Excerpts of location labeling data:

___

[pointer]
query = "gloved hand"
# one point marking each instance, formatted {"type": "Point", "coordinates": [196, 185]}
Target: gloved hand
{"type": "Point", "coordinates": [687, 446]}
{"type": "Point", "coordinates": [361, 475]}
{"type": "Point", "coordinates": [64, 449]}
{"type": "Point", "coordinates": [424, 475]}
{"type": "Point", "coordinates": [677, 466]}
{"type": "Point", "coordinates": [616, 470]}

___

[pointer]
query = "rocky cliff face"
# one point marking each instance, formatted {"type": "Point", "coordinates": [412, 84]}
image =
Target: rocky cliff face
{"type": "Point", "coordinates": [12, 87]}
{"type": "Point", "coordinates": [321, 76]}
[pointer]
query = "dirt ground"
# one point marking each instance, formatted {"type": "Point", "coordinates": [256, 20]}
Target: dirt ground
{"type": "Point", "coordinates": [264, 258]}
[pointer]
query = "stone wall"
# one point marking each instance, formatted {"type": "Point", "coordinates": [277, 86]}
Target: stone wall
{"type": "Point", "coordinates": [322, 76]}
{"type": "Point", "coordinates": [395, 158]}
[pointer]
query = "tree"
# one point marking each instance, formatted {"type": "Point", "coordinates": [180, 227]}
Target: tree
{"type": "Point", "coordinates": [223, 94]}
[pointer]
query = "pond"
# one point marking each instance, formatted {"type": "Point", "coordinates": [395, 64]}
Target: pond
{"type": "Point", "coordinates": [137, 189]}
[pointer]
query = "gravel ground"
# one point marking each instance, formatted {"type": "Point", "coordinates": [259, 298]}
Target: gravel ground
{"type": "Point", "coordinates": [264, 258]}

___

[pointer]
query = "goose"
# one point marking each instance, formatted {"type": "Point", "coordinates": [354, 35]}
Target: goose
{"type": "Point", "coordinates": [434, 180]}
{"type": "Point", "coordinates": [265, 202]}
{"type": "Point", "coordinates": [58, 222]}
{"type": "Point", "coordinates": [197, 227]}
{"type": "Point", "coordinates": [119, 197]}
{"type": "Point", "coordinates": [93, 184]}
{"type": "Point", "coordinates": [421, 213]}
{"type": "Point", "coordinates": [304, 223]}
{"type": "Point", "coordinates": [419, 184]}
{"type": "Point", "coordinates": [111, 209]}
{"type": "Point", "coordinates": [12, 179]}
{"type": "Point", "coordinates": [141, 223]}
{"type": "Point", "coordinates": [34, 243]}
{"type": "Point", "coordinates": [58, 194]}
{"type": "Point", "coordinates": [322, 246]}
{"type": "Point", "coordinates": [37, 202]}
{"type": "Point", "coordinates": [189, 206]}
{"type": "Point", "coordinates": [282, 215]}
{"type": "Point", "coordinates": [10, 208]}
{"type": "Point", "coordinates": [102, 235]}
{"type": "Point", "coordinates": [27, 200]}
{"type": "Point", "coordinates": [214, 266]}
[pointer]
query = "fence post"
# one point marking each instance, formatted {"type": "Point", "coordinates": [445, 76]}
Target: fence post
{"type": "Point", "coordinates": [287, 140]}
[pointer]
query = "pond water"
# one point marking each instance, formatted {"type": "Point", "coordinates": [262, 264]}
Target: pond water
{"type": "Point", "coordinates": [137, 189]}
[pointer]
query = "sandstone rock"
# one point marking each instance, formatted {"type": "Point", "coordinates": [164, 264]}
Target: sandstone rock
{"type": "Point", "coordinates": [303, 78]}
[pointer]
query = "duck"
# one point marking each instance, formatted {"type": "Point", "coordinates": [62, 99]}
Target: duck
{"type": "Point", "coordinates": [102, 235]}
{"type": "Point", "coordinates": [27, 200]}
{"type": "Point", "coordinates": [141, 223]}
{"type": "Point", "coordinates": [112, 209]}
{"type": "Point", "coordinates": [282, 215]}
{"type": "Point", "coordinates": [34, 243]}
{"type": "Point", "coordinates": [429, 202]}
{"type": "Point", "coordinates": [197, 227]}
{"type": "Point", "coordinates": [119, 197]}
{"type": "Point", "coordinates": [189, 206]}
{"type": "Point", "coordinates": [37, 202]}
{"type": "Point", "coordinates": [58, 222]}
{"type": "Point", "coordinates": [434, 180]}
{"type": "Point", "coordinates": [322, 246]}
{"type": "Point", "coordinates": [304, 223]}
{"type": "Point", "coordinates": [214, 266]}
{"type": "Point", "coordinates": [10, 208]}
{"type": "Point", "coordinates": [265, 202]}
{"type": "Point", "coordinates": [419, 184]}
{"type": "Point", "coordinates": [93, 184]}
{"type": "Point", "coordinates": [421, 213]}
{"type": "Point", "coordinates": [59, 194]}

___

• [TASK TO CARRY OUT]
Return every line of the data that contains the word "hand", treating uppercase and lowercase as different.

• [FULL RESPONSE]
query = "gloved hand"
Target: gloved hand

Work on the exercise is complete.